| Fragmento del documento |
⟨
Biografías desgarradas; exilios dolorosos; travesías discretas, casi clandestinas, por la oscuridad del país; mutismos difíciles de desligar del traumatismo emocional; bloqueos expresivos o, en el menos grave de los casos, dificultades de evolución derivadas de la ausencia de un pulso musical: éste parecía el retrato de una generación musical maltrecha. Pero, en general, la mayoría siguieron vivos y, pese a las dificultades, su música resurgía y se confrontaba con las nuevas ideas, batalla ésta desigual frente al empuje de la juventud, pero lidiada en clave artística después de todo.
El caso de Antonio José parecía, no obstante, singular: a su prematura desaparición con 33 años se le unía una ausencia de su música tan espesa como para no resultar sospechosa. Tanto que no eran pocos los que han imaginado un designio en esta segunda muerte del burgalés: ¿Habrían decidido los franquistas que la música de quien podía aparecer como un mártir, un García Lorca musical, desapareciera también? Y si era así, ¿quiénes eran los franquistas, término demasiado genérico y fácil?, ¿las fuerzas negras de su propia ciudad, Burgos, de tan complicada historia en el tremendo periodo que nos concierne?, ¿un supuesto poder central de la música española en los larguísimos años de la posguerra española? Demasiadas preguntas para poder ser contestadas y muy forzadas, pero una sola evidencia: la música de Antonio José había desaparecido con desconcertante facilidad, o la interpretación paranoica tenía algo de razón o esta música quizá no había existido, al menos como entidad estética de valor. ¿Se equivocaría, entonces, Adolfo Salazar cuando describe a Antonio José como el “músico castellano actual de más valía en su generación” en el temprano año de 1930? ¿O P.Donostia cuando afirmaba en 1933: “La juventud y la madurez que campean en la música de este autor nos dicen que es músico, cosa más rara de lo que vulgarmente se cree”? ¿Se equivocarían todos los compañeros de su generación que veían en el burgalés al más importante compositor castellano del momento y uno más de un grupo rico en talentos?
⟩
Registros de anotación de coordenadas
⟨
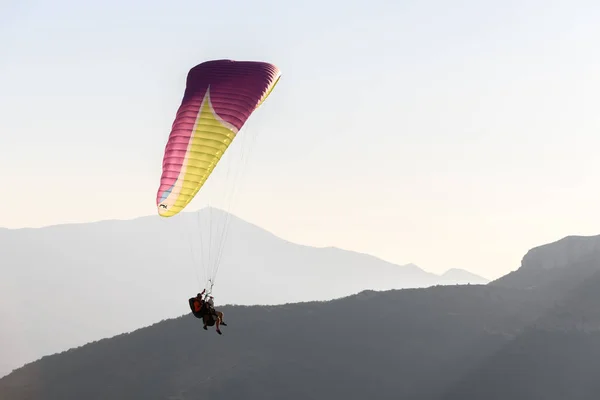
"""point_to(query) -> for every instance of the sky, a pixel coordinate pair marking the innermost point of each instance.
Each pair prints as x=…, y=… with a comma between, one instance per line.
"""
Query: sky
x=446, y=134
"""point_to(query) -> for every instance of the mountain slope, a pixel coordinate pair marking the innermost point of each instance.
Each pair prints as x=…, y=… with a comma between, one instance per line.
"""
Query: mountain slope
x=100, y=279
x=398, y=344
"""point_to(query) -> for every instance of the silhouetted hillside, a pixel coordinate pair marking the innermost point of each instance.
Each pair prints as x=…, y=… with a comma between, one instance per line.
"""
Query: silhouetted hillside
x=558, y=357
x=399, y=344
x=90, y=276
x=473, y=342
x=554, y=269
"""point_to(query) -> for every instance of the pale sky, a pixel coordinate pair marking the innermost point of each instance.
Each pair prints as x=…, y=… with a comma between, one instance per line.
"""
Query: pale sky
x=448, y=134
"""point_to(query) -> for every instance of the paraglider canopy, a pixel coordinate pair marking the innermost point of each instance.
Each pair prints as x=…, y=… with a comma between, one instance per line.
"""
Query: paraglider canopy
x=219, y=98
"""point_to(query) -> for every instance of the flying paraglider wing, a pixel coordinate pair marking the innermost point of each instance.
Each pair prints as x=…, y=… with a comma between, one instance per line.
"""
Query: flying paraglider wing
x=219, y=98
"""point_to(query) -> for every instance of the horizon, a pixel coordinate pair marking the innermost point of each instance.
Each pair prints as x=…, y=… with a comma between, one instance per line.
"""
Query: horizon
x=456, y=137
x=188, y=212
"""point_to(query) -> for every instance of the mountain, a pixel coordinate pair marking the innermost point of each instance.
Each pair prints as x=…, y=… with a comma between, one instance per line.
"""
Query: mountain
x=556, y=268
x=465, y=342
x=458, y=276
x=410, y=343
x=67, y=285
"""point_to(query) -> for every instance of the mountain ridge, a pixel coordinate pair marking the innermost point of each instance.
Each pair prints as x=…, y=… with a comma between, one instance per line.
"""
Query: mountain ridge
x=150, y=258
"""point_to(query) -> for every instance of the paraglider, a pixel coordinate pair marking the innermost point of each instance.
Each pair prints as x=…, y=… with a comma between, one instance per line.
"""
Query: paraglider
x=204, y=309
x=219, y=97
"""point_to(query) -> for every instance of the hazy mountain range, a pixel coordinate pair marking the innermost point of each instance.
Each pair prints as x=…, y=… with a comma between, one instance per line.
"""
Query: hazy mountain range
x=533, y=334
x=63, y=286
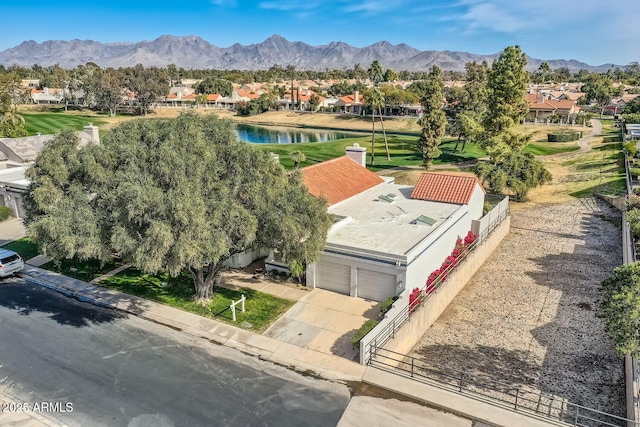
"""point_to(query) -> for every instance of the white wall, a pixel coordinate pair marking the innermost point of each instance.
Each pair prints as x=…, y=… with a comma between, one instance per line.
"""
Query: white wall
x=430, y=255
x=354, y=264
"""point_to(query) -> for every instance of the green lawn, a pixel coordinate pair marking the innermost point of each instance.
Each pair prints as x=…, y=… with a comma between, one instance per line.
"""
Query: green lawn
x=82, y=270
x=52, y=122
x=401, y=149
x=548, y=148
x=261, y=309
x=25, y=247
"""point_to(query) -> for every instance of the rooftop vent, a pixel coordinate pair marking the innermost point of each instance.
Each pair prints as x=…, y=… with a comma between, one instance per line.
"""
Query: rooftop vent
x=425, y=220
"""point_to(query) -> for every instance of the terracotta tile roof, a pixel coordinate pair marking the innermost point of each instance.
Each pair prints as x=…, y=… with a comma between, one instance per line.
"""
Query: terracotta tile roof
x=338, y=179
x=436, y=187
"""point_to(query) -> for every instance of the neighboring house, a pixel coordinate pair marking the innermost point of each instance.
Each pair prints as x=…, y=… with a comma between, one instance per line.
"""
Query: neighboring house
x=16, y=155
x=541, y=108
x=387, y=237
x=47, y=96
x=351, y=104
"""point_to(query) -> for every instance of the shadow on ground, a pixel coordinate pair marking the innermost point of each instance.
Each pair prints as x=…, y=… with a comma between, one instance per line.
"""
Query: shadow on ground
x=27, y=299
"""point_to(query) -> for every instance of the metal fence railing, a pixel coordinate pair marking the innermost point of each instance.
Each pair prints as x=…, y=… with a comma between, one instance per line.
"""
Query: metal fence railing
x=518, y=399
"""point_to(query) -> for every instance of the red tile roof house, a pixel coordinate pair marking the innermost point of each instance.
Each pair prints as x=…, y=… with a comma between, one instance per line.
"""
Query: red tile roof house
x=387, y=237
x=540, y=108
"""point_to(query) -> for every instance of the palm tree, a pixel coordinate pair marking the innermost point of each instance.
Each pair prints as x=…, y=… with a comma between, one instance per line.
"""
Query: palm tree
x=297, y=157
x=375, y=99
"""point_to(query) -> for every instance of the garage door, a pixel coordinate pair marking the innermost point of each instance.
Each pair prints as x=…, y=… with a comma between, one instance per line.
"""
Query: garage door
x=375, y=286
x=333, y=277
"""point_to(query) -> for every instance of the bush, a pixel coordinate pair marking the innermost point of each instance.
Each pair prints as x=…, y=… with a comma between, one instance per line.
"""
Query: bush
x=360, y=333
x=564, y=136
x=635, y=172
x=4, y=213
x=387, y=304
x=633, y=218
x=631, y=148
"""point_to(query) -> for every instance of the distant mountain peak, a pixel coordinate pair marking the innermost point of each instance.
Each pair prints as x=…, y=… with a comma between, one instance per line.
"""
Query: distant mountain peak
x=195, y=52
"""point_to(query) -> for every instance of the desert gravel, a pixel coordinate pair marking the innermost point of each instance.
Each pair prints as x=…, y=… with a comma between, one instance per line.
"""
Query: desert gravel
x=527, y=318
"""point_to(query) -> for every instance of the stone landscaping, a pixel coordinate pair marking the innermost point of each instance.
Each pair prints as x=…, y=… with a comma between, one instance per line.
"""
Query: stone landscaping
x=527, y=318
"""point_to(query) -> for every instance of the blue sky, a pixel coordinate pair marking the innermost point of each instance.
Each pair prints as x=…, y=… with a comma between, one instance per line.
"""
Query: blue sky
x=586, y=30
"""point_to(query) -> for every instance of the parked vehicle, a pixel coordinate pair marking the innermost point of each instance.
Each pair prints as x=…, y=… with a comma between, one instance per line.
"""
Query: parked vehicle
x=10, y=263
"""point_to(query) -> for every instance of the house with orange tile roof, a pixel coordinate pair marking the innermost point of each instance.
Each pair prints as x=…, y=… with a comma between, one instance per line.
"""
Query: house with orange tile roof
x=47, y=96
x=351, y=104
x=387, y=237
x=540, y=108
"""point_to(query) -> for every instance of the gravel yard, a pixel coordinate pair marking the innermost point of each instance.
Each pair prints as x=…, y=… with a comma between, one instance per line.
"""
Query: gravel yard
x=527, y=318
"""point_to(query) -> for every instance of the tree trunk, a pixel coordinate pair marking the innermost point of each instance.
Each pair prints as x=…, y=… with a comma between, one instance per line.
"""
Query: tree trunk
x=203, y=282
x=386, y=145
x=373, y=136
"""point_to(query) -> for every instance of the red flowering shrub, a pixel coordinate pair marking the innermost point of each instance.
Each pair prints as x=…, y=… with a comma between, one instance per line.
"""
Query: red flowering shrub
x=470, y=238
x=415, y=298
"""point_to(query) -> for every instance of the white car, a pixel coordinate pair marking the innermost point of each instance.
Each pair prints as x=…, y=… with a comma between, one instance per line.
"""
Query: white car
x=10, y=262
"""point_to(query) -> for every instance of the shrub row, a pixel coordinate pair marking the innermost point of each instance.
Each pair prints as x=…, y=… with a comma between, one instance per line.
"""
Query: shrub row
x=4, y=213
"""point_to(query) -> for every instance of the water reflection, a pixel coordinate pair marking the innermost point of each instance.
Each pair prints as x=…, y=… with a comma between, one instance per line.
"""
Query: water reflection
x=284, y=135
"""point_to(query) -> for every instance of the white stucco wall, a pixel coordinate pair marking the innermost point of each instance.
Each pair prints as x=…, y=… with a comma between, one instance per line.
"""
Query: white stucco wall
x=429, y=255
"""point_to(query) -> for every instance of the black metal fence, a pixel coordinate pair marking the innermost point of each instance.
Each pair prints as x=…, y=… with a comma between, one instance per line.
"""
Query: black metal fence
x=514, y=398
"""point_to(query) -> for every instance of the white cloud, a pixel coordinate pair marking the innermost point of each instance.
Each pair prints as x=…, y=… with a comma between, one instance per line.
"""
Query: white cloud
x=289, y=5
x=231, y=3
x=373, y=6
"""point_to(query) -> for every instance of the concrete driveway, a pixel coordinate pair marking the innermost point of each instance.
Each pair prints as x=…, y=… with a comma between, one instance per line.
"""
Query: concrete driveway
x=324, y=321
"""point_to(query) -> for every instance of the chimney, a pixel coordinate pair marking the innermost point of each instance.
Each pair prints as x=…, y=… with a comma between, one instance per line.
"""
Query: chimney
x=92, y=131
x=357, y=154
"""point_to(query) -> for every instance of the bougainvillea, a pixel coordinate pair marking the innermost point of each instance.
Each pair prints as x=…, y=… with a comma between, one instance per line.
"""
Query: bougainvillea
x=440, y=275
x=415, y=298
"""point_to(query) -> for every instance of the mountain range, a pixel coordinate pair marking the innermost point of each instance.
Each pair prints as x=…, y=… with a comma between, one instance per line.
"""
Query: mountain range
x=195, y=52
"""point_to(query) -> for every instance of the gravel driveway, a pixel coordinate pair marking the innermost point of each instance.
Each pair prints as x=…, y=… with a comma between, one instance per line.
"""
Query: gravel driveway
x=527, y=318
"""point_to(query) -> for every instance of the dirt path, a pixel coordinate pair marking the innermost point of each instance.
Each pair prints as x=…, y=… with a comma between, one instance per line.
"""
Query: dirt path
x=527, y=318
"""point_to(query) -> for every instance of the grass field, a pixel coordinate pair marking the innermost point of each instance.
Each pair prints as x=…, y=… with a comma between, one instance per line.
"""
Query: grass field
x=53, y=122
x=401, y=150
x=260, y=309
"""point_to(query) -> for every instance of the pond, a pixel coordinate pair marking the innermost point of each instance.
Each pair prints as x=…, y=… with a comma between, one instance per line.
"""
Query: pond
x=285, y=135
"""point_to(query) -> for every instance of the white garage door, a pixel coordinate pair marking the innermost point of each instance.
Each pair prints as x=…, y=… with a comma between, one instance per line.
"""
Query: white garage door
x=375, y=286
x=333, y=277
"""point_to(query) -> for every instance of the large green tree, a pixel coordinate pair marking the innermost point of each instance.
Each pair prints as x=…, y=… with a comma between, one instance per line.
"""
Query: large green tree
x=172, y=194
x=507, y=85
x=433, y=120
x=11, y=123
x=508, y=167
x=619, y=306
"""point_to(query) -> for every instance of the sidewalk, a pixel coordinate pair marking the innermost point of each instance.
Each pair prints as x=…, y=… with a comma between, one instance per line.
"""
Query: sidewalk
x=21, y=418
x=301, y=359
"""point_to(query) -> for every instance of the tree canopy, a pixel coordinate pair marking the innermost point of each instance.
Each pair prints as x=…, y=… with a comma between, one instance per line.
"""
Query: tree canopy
⟩
| Tarea propuesta 1 |
Indica si cada una de las afirmaciones (a), (b) y (c) concuerda con el texto sobre Antonio José. Responde sí o no a cada una y cita literalmente las palabras del texto que lo deciden.
(a) Antonio José murió a los 33 años.
(b) Adolfo Salazar elogió a Antonio José en 1933.
(c) La mayoría de los músicos de aquella generación no sobrevivió.
| Tarea propuesta 2 |
Prosigue el texto sobre Antonio José a partir de su última frase.

| Respuesta escrita 1 |
(a) Sí: "a su prematura desaparición con 33 años".
(b) No: "en el temprano año de 1930".
(c) No: "la mayoría siguieron vivos".

| Respuesta escrita 2 |
Todas estas preguntas se resuelven fácilmente escuchando su música, pero eso es justamente lo que ha faltado; y si 36 años de franquismo podrían alimentar y aun argumentar la hipótesis de la ley del silencio, 28 años de posfranquismo, con un silencio casi análogo, nos llevan a una conclusión no menos estremecedora, ¿osaré enunciarla aquí?, ¿tan fácil es de matar la música?
Miguel Ángel Palacios Garoz, en su reciente y ejemplar biografía publicada con motivo del centenario, ya nos advierte de dificultades: “Cuando en los años 70 comencé este rastreo histórico, junto con mis ya mencionados amigos Jesús Barriuso y Fernando García Romero, nos encontramos con un enorme rompecabezas desecho –como La muñeca rota, obra de Antonio José que quedó para siempre en el atril de su piano–, con un mosaico al que faltaban muchísimas piezas, pero del que vislumbrábamos su riqueza y belleza, tan atrayente entonces para nosotros jóvenes”. El mosaico de la producción musical de Antonio José surge en este reciente libro con toda su evidencia: más de ochenta obras compuestas desde el tempranísimo 1917 (tenía el autor entonces 15 años) hasta el aciago 1936. En esta producción destaca su ópera El mozo de mulas completada por Alejandro Yagüe en 1987 y editada por la Diputación Provincial de Burgos en 1992, seis obras orquestales, más de 20 para piano (aunque aquí se cuenten obras juveniles y transcripciones), obra coral, fruto de su trabajo como director del Orfeón Burgalés, música de cámara y, 23 obras de música religiosa (!!!), algo paradójico en quien fue fusilado por “rojo”, ¿daltonismo de sus verdugos?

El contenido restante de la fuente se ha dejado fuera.